== RECORDS PROVIDED ==
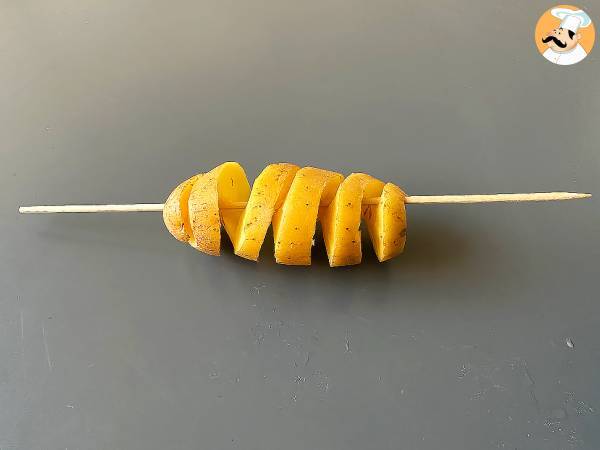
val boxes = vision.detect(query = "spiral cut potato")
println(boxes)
[163,162,406,267]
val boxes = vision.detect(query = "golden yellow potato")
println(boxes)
[234,163,299,261]
[273,167,344,266]
[188,162,250,255]
[363,183,406,262]
[163,175,201,242]
[163,162,406,267]
[320,173,383,267]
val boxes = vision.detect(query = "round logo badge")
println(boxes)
[535,5,596,66]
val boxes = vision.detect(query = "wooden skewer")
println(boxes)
[19,192,592,214]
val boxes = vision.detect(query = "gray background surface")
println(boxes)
[0,0,600,450]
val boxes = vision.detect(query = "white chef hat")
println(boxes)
[550,8,592,33]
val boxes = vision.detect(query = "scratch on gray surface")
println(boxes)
[19,310,27,380]
[42,325,52,372]
[523,361,540,414]
[19,310,25,343]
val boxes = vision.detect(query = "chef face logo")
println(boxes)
[535,5,595,66]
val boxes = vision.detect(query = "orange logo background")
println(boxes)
[535,5,596,54]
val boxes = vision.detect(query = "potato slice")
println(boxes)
[188,162,250,255]
[163,175,201,242]
[230,163,299,261]
[273,167,344,266]
[363,183,406,262]
[320,173,384,267]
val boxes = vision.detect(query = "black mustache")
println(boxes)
[542,36,567,48]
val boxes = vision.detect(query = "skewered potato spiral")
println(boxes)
[163,162,406,267]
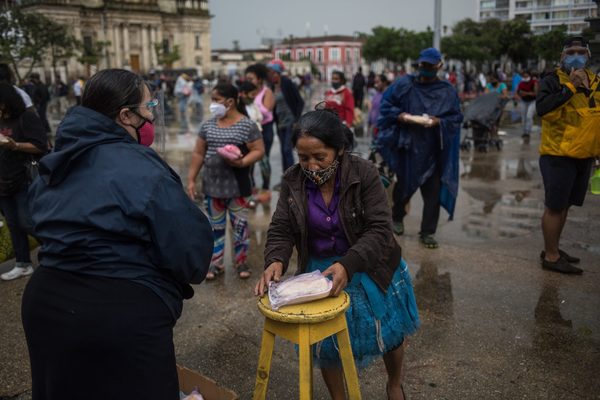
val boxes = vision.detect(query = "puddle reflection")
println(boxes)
[413,261,454,317]
[462,188,543,239]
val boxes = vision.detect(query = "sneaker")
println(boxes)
[254,190,271,204]
[392,221,404,235]
[0,265,33,281]
[540,249,581,264]
[542,257,583,275]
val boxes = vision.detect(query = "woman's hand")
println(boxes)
[323,263,348,296]
[0,136,19,150]
[227,157,248,168]
[187,181,198,201]
[254,261,283,296]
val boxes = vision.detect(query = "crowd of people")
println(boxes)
[0,37,600,400]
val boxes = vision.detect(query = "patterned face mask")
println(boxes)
[302,159,340,186]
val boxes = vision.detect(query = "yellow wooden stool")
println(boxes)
[254,292,360,400]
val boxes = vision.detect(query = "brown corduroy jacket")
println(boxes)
[265,153,402,292]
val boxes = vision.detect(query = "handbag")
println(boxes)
[25,155,40,185]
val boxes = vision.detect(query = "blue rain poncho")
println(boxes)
[375,75,463,219]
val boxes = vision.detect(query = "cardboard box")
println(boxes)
[177,365,239,400]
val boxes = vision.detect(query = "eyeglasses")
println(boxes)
[565,48,588,56]
[121,99,158,111]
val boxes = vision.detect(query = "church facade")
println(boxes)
[20,0,211,76]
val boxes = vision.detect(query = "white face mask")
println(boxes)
[208,103,227,119]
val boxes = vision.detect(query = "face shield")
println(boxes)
[147,89,167,157]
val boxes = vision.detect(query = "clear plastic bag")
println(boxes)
[269,271,333,310]
[179,389,204,400]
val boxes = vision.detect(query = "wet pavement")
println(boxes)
[0,99,600,400]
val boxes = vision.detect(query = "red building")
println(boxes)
[273,35,363,81]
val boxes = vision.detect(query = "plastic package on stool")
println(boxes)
[217,144,243,161]
[269,271,333,310]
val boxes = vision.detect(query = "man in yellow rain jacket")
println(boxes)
[536,36,600,274]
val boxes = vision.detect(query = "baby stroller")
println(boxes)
[460,93,506,152]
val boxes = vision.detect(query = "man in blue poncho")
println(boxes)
[376,48,463,248]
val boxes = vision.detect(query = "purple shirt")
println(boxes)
[306,168,350,257]
[369,91,383,126]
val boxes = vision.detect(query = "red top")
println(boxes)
[325,86,354,127]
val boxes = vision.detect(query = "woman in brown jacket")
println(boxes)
[255,110,419,400]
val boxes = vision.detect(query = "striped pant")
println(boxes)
[204,196,250,271]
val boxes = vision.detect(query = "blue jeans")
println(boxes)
[0,188,33,264]
[277,125,294,172]
[177,96,189,133]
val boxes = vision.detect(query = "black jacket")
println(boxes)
[29,107,213,318]
[274,76,304,122]
[265,154,402,292]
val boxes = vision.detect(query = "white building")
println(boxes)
[19,0,211,76]
[477,0,597,34]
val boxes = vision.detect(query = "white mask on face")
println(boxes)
[208,103,227,119]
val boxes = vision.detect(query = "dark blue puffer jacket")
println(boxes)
[29,107,213,318]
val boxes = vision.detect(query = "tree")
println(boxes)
[499,18,532,63]
[0,7,60,81]
[533,25,567,61]
[47,24,82,76]
[442,18,492,65]
[359,26,433,64]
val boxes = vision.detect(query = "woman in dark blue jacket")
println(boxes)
[22,69,213,400]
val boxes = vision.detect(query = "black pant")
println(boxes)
[392,170,441,236]
[21,266,179,400]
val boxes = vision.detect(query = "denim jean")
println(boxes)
[521,100,535,135]
[0,188,32,264]
[277,125,294,172]
[392,170,441,236]
[177,95,189,133]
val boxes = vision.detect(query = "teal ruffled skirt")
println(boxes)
[307,257,420,368]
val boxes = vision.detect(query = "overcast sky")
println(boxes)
[209,0,478,49]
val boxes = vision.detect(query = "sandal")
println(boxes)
[204,265,225,281]
[235,264,250,279]
[420,235,440,249]
[385,383,408,400]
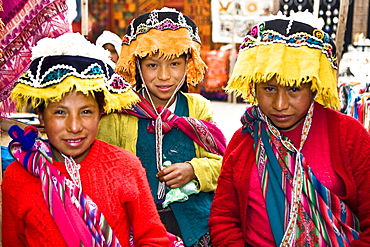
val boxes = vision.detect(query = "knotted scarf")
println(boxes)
[123,94,226,199]
[241,104,360,247]
[9,125,121,247]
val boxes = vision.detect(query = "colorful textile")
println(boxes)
[0,0,71,115]
[95,30,122,55]
[123,94,226,199]
[226,14,340,109]
[9,125,120,246]
[209,104,370,247]
[115,8,206,86]
[123,92,226,155]
[242,106,360,246]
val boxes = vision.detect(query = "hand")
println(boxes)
[156,163,196,189]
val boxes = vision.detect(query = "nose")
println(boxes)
[66,116,82,133]
[157,66,171,81]
[273,89,289,111]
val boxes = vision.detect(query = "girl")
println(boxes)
[209,13,370,246]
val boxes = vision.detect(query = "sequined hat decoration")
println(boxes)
[226,12,340,109]
[11,33,139,112]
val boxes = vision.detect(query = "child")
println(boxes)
[209,13,370,246]
[2,33,169,246]
[98,8,226,246]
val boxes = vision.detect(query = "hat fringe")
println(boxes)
[225,73,340,110]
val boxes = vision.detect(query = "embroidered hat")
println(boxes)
[10,33,139,112]
[226,13,340,109]
[115,8,206,85]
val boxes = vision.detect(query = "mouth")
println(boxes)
[272,114,292,122]
[157,85,172,91]
[64,138,85,146]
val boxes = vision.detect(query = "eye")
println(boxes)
[263,86,275,92]
[82,110,93,114]
[289,87,301,93]
[146,63,157,68]
[54,110,65,115]
[171,62,180,66]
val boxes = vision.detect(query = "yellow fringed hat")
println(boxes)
[10,33,139,113]
[115,8,206,86]
[226,14,340,109]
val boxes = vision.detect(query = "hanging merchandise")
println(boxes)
===
GIVEN TASK:
Copy out every one of the records above line for line, without changing anything, but omit the pictures.

FINISHED TASK:
val boxes = vision.detect(query = "spiral cut potato")
println(boxes)
[163,162,406,267]
val boxes = vision.detect(query = "golden yellow potato")
println(boxes)
[234,163,299,261]
[273,167,344,266]
[188,162,250,255]
[363,183,406,262]
[163,175,201,242]
[163,162,406,267]
[320,173,383,267]
val boxes = vision.detect(query = "round logo badge")
println(boxes)
[535,5,596,66]
val boxes = vision.detect(query = "wooden skewer")
println(boxes)
[19,192,592,214]
val boxes = vision.detect(query = "gray background surface")
println(boxes)
[0,0,600,450]
val boxes = vision.detect(query = "white chef hat")
println(boxes)
[550,8,592,33]
val boxes = vision.detect(query = "scratch on gray surface")
println(boxes)
[19,310,27,380]
[42,325,52,372]
[523,361,540,414]
[19,310,25,343]
val boxes = vision.detect(query = "chef face logo")
println(boxes)
[535,5,595,66]
val boxes = vision.detect(query = "orange logo background")
println(boxes)
[535,5,596,54]
val boxes = vision.detect(query = "potato slice")
println(boxes)
[188,162,250,255]
[163,175,201,242]
[230,163,299,261]
[273,167,344,266]
[363,183,406,262]
[320,173,384,267]
val boxes = vision.detect(query = "black mustache")
println(boxes)
[542,36,567,48]
val boxes = vision.detect(query = "skewered potato spiral")
println(boxes)
[163,162,406,267]
val boxes = vision.detect(query = "puddle reflection")
println(boxes)
[413,261,454,317]
[462,188,543,239]
val boxes = vision.detect(query = "sneaker")
println(boxes)
[254,190,271,204]
[392,221,404,235]
[0,265,33,281]
[540,249,581,264]
[542,257,583,275]
val boxes = vision.detect(query = "woman's hand")
println(boxes)
[323,263,348,296]
[0,136,19,150]
[227,157,248,168]
[187,181,198,201]
[254,261,283,296]
val boxes = vision.detect(query = "crowd of people")
println(boxes)
[0,37,600,400]
val boxes = vision.detect(query = "patterned face mask")
println(boxes)
[302,159,340,186]
val boxes = vision.detect(query = "yellow wooden stool")
println(boxes)
[254,292,360,400]
val boxes = vision.detect(query = "brown corduroy jacket")
println(boxes)
[265,153,402,292]
val boxes = vision.detect(query = "handbag")
println(boxes)
[25,155,40,185]
val boxes = vision.detect(query = "blue rain poncho")
println(boxes)
[375,75,463,219]
val boxes = vision.detect(query = "cardboard box")
println(boxes)
[177,365,239,400]
val boxes = vision.detect(query = "eyeglasses")
println(boxes)
[565,48,588,56]
[121,99,158,111]
val boxes = vision.detect(query = "church facade")
println(boxes)
[20,0,211,76]
val boxes = vision.detect(query = "white face mask")
println(boxes)
[208,103,227,119]
val boxes = vision.detect(query = "face shield")
println(boxes)
[147,89,167,157]
val boxes = vision.detect(query = "clear plastic bag")
println(boxes)
[269,271,333,310]
[179,389,204,400]
val boxes = vision.detect(query = "wet pavement")
println(boxes)
[0,99,600,400]
val boxes = vision.detect(query = "red building")
println(boxes)
[273,35,363,81]
val boxes = vision.detect(query = "plastic package on stool")
println(boxes)
[217,144,243,161]
[269,271,333,310]
val boxes = vision.detect(query = "man in yellow rain jacket")
println(boxes)
[536,36,600,274]
val boxes = vision.detect(query = "baby stroller")
println(boxes)
[460,93,506,152]
val boxes = vision.detect(query = "man in blue poncho")
println(boxes)
[376,48,463,248]
val boxes = vision.detect(query = "purple shirt")
println(boxes)
[306,168,350,257]
[369,91,383,126]
val boxes = vision.detect(query = "red top")
println(boxes)
[325,86,354,127]
val boxes = vision.detect(query = "woman in brown jacket")
println(boxes)
[255,110,419,400]
val boxes = vision.detect(query = "striped pant")
println(boxes)
[204,196,250,271]
val boxes = vision.detect(query = "blue jeans")
println(boxes)
[0,188,33,264]
[277,125,294,172]
[177,96,189,133]
val boxes = vision.detect(query = "black jacket")
println(boxes)
[29,107,213,318]
[274,76,304,122]
[265,154,402,292]
val boxes = vision.detect(query = "white building")
println(boxes)
[19,0,211,76]
[477,0,597,34]
val boxes = vision.detect(query = "white mask on face")
println(boxes)
[208,103,227,119]
val boxes = vision.detect(query = "dark blue puffer jacket")
println(boxes)
[29,107,213,318]
val boxes = vision.detect(query = "tree")
println(boxes)
[499,18,532,63]
[0,7,60,81]
[533,25,567,61]
[47,24,82,76]
[442,18,492,65]
[359,26,433,64]
val boxes = vision.detect(query = "woman in dark blue jacket")
println(boxes)
[22,69,213,400]
val boxes = vision.detect(query = "black pant")
println(boxes)
[392,170,441,236]
[21,266,179,400]
val boxes = vision.detect(query = "denim jean")
println(boxes)
[521,100,535,135]
[0,188,32,264]
[277,125,294,172]
[392,170,441,236]
[177,95,189,133]
val boxes = vision.detect(query = "teal ruffled skirt")
println(boxes)
[307,257,420,368]
val boxes = vision.detect(query = "overcast sky")
println(boxes)
[209,0,478,49]
val boxes = vision.detect(query = "sandal")
println(boxes)
[204,265,225,281]
[235,264,250,279]
[420,235,440,249]
[385,383,408,400]
val boxes = vision.detect(query = "knotted scarf")
println(boxes)
[123,94,226,199]
[241,104,360,247]
[9,125,121,247]
val boxes = vision.detect(query = "colorful textile")
println(boxes)
[0,0,71,115]
[95,30,122,55]
[123,94,226,199]
[226,14,340,109]
[9,125,120,246]
[209,104,370,247]
[115,8,206,86]
[123,92,226,155]
[242,106,360,246]
val boxes = vision.detect(query = "hand")
println(boxes)
[156,163,196,189]
val boxes = vision.detect(query = "nose")
println(boxes)
[66,116,82,133]
[157,66,171,81]
[273,89,289,111]
val boxes = vision.detect(query = "girl")
println(boxes)
[209,13,370,246]
val boxes = vision.detect(query = "sequined hat decoration")
println(boxes)
[226,12,340,109]
[11,33,139,112]
val boxes = vision.detect(query = "child")
println(boxes)
[209,13,370,246]
[2,33,169,246]
[98,8,226,246]
val boxes = vision.detect(query = "hat fringe")
println(boxes)
[225,73,340,110]
val boxes = vision.detect(query = "embroidered hat")
println(boxes)
[10,33,139,112]
[226,13,340,109]
[115,8,206,85]
val boxes = vision.detect(query = "mouth")
println(boxes)
[272,114,292,122]
[157,85,172,91]
[64,138,85,146]
val boxes = vision.detect(query = "eye")
println(boxes)
[263,86,275,92]
[82,110,93,114]
[289,87,301,93]
[146,63,157,68]
[54,110,65,115]
[171,62,180,66]
val boxes = vision.detect(query = "yellow fringed hat")
println(boxes)
[10,33,139,113]
[115,8,206,86]
[226,14,340,109]
val boxes = vision.detect(query = "hanging merchandise")
println(boxes)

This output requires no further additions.